Raw records:
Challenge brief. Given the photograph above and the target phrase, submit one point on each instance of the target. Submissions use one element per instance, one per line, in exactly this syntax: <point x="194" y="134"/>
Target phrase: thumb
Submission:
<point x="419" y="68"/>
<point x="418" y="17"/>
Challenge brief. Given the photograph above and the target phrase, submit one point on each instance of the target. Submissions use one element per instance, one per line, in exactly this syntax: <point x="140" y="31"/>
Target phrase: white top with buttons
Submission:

Direction: Rewrite the records above as a numbered list, one line per item, leaving out any blank lines.

Response to this exercise:
1. Challenge brief. Given the photograph above and the target phrase, submit one point on each instance of the target. Submissions use one element per instance, one per line, in exactly this syntax: <point x="194" y="134"/>
2. Target phrase: thumb
3. Submission:
4. <point x="419" y="68"/>
5. <point x="418" y="17"/>
6. Challenge brief. Given the photograph above and the target phrase, submit one point on each instance of the target. Submissions use one element per instance, one per line, in exactly this syntax: <point x="140" y="31"/>
7. Target phrase: white top with buttons
8. Submission:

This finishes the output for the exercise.